Extracted text:
begin

The fact that Snouck Hurgronje spent his time in Mecca as a convert to Islam has been criticized by some as "treachery and knavery." For instance the right-wing late Pakistani civil servant and Ambassador of Pakistan to the Netherlands in 1962, Qudrat Ullah Shahab, goes so far in his autobiography as to insinuate:

"A clear example of a group of Dutch Orientalists which, through their misleading statements and thoughts in the garb of knowledge and wisdom, played a conspicuous role in distorting the features of Islam and Muslims, in causing prejudice against Islam in the minds of the Westerners and in serving as an authority for some amongst the Muslims who suffer from inferiority complex, is that of C. Snouck Hurgronje. This gentleman was a professor of Oriental studies at Leiden University. In 1884 he spent six months in Jeddah and then went on to live in Mecca for six more months by adopting a fake Islamic name. The entry of Non-Muslims is prohibited within the precincts of the Haram [Mecca]. Yet the worthy Professor lived there under the false disguise of a Muslim and composed his German book "Mekka" (2 volumes) on the way of life of the Meccan Muslims. He had already authored a Dutch book on the Hajj called 'Het Mekkaansche Feest'. It is an exercise in futility to seek good will, empathy and fairness in the intentions of those who set about to explore the ceremonies of Islam and the conditions of the Muslims, wrapped in the garb of treachery and knavery. Such writings have resulted in creating the Dutch mental-image of Muslims as poly-haremic, licentious, barbaric and mis-managers."

According to L.I. Graf, there was no other possibility for Snouck Hurgronje to be admitted to Mecca without becoming a practicing Muslim:

"Wel bestond voor SH natuurlijk geen andere mogelijkheid toegang tot Mekka te krijgen dan door den moslims een moslim te worden."

i.e. "However for Snouck Hurgronje, of course, there was no other way to gain access to Mecca than by becoming a Muslim"

David Samuel Margoliouth, reminding people of the predicament of non-Muslim observers of the Meccan annual pilgrimage in the nineteenth century, makes the following remark:

"It is asserted that the number of the former [read: Europeans] who have succeeded in witnessing the pilgrimage and returning to tell the tale is small compared with that of those who have sacrificed their lives in the attempt; and those who have accomplished the task safely have in most cases done so by the exercise of great cunning and ingenuity."

This is seconded by Arthur Jeffery in following terms:

"Reliable authorities have told us in regard to Mecca, that hardly a pilgrimage season passes without somebody being done to death on the suspicion of being a Christian in disguise."

To further add to the controversy of Hurgronje's cultural appropriation to immorally gain access to a sacred site to perpetuate colonial interests, was his own racist remarks, “HE MAY HAVE AS MUCH SYMPATHY FOR ISLAM AND ITS BELIEVERS AS HE LIKES, BUT MOST OF THE TIME HIS [I.E. THE ORIENTALIST’S] ASSURANCES WILL BE MET WITH MISTRUST IN THIS REMOTE PLACE (MECCA) WITH THE MOST NARROW OF MINDS.” Despite adopting the Arab name, “Abdul-Gaffar” Hurgronje still had the caucasity to consider Arabs as narrow-minded.

end

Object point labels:
begin

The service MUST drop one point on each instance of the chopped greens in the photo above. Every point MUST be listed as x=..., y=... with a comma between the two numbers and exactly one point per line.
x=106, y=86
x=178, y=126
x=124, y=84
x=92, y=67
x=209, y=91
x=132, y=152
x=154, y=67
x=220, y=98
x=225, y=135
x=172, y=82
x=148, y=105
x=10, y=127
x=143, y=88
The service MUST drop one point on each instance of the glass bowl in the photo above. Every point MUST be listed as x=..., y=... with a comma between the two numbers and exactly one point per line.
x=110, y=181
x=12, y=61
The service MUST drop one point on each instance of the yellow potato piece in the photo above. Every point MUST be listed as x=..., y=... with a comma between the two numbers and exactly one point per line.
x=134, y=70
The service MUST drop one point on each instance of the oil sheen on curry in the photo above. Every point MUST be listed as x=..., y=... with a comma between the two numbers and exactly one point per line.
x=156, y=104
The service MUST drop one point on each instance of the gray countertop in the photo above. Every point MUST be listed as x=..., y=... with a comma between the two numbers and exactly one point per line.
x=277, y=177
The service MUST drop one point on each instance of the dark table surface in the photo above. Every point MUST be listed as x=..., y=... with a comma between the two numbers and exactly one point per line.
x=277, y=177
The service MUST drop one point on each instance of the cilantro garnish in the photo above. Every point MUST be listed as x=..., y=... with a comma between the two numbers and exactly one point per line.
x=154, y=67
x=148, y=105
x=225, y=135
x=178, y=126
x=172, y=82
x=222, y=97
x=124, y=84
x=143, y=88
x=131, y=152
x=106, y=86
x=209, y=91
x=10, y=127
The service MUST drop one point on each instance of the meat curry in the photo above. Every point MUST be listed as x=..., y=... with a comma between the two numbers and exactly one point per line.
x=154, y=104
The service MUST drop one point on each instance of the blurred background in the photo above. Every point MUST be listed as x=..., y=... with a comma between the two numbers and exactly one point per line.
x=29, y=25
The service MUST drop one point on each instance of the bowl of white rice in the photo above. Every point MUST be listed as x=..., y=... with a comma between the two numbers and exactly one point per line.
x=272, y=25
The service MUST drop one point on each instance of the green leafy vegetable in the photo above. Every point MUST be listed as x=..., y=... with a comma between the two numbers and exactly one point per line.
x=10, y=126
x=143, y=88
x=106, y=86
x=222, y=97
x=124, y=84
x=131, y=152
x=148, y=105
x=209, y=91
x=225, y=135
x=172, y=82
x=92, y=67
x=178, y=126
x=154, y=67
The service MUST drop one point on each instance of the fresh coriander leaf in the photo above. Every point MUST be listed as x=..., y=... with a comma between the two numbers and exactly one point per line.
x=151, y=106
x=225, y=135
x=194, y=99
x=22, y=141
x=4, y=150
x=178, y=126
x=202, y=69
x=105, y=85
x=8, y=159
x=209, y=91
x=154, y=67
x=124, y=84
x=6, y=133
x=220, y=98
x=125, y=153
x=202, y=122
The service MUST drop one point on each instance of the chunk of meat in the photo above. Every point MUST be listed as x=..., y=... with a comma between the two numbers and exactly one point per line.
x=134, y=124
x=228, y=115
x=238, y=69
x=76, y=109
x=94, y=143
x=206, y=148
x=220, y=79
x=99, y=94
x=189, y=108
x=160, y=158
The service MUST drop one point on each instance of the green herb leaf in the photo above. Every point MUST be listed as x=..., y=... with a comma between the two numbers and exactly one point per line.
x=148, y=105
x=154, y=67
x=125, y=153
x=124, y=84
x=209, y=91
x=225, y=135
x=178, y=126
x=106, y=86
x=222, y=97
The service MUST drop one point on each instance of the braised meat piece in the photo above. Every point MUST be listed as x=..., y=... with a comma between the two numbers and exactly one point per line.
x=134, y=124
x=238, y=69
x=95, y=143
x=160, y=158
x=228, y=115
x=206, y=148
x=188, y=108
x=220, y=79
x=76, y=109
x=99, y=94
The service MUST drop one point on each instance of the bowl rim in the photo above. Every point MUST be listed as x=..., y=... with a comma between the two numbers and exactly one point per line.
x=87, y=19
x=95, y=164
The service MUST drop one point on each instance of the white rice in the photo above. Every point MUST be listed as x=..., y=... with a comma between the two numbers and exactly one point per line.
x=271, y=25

end

Please reproduce the passage on Snouck Hurgronje above, starting with "This is seconded" and going on through "Arabs as narrow-minded.".

This is seconded by Arthur Jeffery in following terms:

"Reliable authorities have told us in regard to Mecca, that hardly a pilgrimage season passes without somebody being done to death on the suspicion of being a Christian in disguise."

To further add to the controversy of Hurgronje's cultural appropriation to immorally gain access to a sacred site to perpetuate colonial interests, was his own racist remarks, “HE MAY HAVE AS MUCH SYMPATHY FOR ISLAM AND ITS BELIEVERS AS HE LIKES, BUT MOST OF THE TIME HIS [I.E. THE ORIENTALIST’S] ASSURANCES WILL BE MET WITH MISTRUST IN THIS REMOTE PLACE (MECCA) WITH THE MOST NARROW OF MINDS.” Despite adopting the Arab name, “Abdul-Gaffar” Hurgronje still had the caucasity to consider Arabs as narrow-minded.